■ Exercise requirements ■
Find "Where can you find the signboard" in the data, then restate the line it sits in and every later line word for word, ending with the last line.

Stored entries:
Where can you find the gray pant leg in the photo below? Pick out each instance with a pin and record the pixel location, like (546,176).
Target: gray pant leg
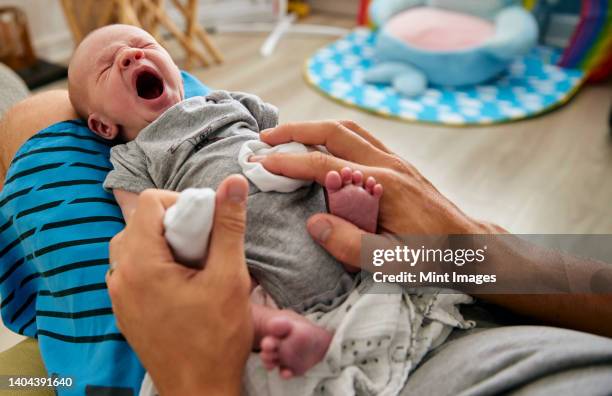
(515,358)
(592,381)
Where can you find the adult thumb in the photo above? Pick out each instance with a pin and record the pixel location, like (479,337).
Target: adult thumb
(226,249)
(341,238)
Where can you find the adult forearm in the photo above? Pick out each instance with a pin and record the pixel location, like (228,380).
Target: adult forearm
(585,312)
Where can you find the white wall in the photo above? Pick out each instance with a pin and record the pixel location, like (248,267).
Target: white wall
(48,29)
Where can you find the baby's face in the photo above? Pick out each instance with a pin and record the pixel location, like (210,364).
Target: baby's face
(121,79)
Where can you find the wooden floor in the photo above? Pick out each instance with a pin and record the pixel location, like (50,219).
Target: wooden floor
(551,174)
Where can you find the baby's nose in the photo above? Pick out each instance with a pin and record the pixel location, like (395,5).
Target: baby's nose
(130,56)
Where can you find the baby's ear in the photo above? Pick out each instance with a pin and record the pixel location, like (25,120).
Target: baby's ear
(102,127)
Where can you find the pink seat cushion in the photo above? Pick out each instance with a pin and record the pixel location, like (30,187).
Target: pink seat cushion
(435,29)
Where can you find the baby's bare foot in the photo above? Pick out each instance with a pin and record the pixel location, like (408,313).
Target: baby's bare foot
(352,199)
(292,343)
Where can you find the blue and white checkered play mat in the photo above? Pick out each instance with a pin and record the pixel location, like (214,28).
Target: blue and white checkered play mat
(533,85)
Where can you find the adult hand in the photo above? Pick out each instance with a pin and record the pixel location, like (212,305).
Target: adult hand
(191,328)
(409,205)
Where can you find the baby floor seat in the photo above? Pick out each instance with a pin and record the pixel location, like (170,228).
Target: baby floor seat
(421,45)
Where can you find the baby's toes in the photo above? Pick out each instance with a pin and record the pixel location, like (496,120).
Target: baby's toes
(370,183)
(347,175)
(333,181)
(286,373)
(377,190)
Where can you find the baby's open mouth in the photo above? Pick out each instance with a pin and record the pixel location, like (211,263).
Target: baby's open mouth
(149,85)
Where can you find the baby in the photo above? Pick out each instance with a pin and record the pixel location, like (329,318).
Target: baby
(128,88)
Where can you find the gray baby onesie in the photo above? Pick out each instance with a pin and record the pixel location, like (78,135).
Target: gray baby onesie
(195,144)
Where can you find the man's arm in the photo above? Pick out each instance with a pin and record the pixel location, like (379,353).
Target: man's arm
(28,117)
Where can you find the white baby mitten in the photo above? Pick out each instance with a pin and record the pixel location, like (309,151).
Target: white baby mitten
(188,224)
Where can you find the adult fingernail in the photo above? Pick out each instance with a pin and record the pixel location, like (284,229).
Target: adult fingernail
(320,230)
(237,191)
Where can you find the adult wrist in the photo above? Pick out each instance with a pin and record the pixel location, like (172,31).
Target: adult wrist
(190,383)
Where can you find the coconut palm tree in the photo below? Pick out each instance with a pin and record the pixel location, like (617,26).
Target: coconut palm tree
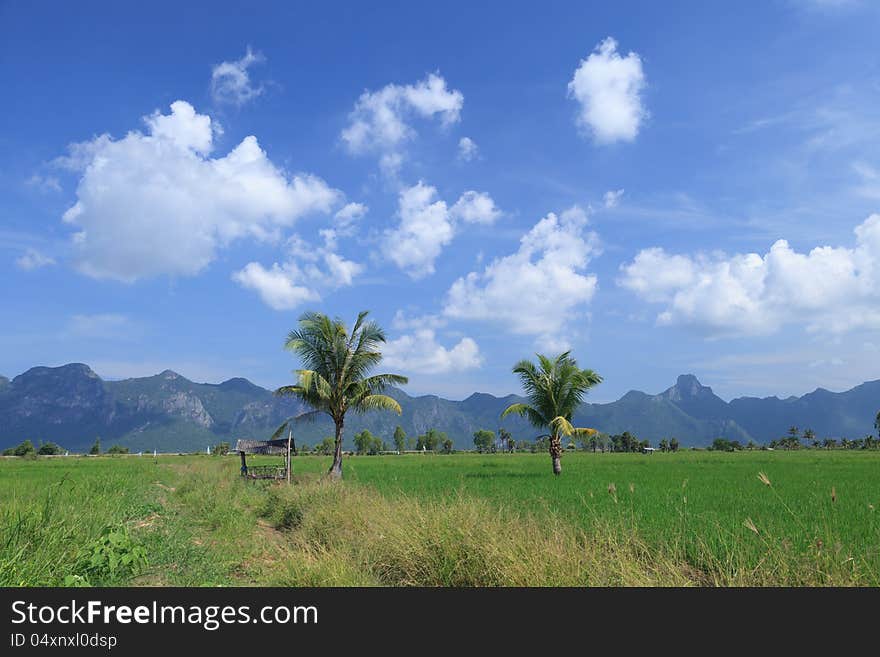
(555,389)
(336,376)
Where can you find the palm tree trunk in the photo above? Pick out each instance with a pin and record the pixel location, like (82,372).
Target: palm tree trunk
(556,453)
(335,471)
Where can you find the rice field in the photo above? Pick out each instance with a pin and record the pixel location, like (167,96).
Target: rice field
(805,518)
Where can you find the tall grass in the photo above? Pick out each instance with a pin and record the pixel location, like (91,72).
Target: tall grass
(445,521)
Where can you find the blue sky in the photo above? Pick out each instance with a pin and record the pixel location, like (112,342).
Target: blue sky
(662,189)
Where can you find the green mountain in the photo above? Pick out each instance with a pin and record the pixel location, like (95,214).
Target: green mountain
(71,405)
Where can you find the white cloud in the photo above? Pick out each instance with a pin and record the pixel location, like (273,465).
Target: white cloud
(608,88)
(612,198)
(425,228)
(308,269)
(350,213)
(231,82)
(156,204)
(427,225)
(103,326)
(829,289)
(276,286)
(32,259)
(44,183)
(467,149)
(402,322)
(475,208)
(379,124)
(421,353)
(537,289)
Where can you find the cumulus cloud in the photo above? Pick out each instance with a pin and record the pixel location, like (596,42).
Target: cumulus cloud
(608,88)
(103,326)
(612,198)
(379,121)
(277,286)
(157,203)
(475,208)
(44,183)
(420,352)
(350,213)
(402,322)
(309,268)
(427,225)
(32,259)
(828,289)
(467,149)
(536,290)
(231,82)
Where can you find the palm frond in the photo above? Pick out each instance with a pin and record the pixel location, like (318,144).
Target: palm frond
(378,403)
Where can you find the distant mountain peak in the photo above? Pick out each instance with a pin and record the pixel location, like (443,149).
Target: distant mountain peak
(687,386)
(69,369)
(240,384)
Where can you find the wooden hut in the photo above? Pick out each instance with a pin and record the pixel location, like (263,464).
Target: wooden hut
(278,447)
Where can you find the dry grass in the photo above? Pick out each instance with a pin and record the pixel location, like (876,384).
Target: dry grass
(343,534)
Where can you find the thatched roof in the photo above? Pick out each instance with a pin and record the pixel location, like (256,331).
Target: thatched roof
(273,447)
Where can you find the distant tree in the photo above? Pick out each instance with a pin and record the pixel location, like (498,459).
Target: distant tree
(399,438)
(721,445)
(25,448)
(326,446)
(430,440)
(625,442)
(555,389)
(363,442)
(220,449)
(810,438)
(506,440)
(484,440)
(338,378)
(49,449)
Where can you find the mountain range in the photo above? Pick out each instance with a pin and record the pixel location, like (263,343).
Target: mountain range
(71,405)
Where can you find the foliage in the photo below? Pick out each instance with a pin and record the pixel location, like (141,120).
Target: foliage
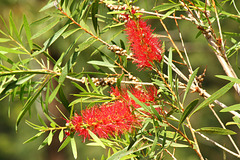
(114,108)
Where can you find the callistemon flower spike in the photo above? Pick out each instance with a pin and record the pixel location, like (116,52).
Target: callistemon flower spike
(106,120)
(145,47)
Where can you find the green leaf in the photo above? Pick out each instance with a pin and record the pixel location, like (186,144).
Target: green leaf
(236,119)
(231,108)
(94,12)
(188,110)
(28,32)
(46,28)
(214,96)
(24,79)
(61,135)
(165,6)
(74,147)
(51,120)
(216,130)
(84,45)
(65,143)
(13,27)
(51,40)
(11,50)
(189,84)
(54,94)
(44,143)
(49,5)
(28,104)
(143,105)
(101,63)
(96,139)
(70,32)
(50,136)
(235,80)
(170,67)
(63,98)
(4,40)
(33,138)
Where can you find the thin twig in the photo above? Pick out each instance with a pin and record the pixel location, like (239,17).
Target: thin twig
(223,126)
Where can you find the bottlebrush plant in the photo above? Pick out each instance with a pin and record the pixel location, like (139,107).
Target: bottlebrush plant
(136,95)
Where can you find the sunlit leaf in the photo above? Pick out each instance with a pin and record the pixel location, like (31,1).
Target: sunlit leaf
(216,130)
(65,143)
(33,138)
(189,84)
(231,108)
(96,139)
(74,147)
(46,28)
(165,6)
(28,32)
(188,110)
(214,96)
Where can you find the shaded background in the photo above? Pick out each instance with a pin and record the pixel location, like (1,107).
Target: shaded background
(11,147)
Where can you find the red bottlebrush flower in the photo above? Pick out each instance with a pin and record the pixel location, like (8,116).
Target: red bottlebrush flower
(145,47)
(107,120)
(144,96)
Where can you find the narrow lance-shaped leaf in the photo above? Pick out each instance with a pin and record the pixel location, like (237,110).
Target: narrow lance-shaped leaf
(65,143)
(214,96)
(231,108)
(216,130)
(61,135)
(229,78)
(94,12)
(50,136)
(44,143)
(96,139)
(187,111)
(28,104)
(51,40)
(74,147)
(45,29)
(33,138)
(165,6)
(189,84)
(13,28)
(28,32)
(170,80)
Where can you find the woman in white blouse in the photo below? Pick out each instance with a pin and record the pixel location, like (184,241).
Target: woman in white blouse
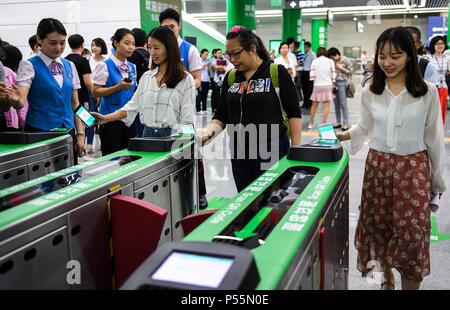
(400,114)
(284,60)
(165,96)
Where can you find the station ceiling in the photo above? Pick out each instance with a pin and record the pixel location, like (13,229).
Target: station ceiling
(214,6)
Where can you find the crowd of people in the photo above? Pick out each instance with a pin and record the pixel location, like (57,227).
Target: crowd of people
(153,83)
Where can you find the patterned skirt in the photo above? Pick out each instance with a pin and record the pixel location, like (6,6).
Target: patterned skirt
(393,228)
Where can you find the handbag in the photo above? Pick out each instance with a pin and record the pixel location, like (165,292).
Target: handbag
(350,89)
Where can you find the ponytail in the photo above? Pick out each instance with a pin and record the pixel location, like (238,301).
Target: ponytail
(247,38)
(261,49)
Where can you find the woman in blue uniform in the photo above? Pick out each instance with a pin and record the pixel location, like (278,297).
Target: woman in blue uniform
(50,84)
(115,83)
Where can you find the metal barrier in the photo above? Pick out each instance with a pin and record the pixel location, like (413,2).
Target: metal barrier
(61,220)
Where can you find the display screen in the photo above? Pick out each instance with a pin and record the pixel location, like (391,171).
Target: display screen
(194,269)
(327,132)
(85,116)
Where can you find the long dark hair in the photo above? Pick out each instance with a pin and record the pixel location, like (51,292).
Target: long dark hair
(433,42)
(119,34)
(247,38)
(102,44)
(175,69)
(49,25)
(402,40)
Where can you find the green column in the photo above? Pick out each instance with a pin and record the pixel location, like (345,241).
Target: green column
(242,13)
(448,27)
(292,24)
(319,33)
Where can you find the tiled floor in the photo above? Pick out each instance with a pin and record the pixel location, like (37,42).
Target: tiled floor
(219,182)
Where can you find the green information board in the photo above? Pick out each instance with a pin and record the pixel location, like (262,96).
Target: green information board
(274,46)
(319,33)
(242,13)
(150,10)
(276,3)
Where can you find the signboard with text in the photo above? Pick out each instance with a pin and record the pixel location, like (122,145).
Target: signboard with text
(304,4)
(150,10)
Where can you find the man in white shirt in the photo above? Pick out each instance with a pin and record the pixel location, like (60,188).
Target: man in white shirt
(428,69)
(189,53)
(193,63)
(291,55)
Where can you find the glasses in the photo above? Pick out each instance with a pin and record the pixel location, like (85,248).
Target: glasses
(234,54)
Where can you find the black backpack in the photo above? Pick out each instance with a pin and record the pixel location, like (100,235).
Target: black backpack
(423,63)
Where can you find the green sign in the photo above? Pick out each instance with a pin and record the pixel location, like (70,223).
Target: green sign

■ Exercise response ■
Where can you find the signboard with text in the photo above? Pick out each instance with a pin and record the pixel location, like (122,145).
Target: signboard with text
(304,4)
(150,10)
Where can you find the man in white shirt in the photo above? Pick out each instance with a pin and record the pixel location, like (60,188).
Target: man in white shirt
(428,69)
(189,53)
(193,63)
(291,55)
Where can you find the glasses in the photo above? Pick out each instance with a pin and record the pixel location, like (85,248).
Target: glasses
(234,54)
Where can you find the black backpack in the photo above? Pick out each instance with a pin and record the pixel location, like (100,235).
Target: black backpack
(423,63)
Where can you find the green sign in the photo above? Pick out each instance with a pin and record the pixel location, like (70,223).
Target: green sign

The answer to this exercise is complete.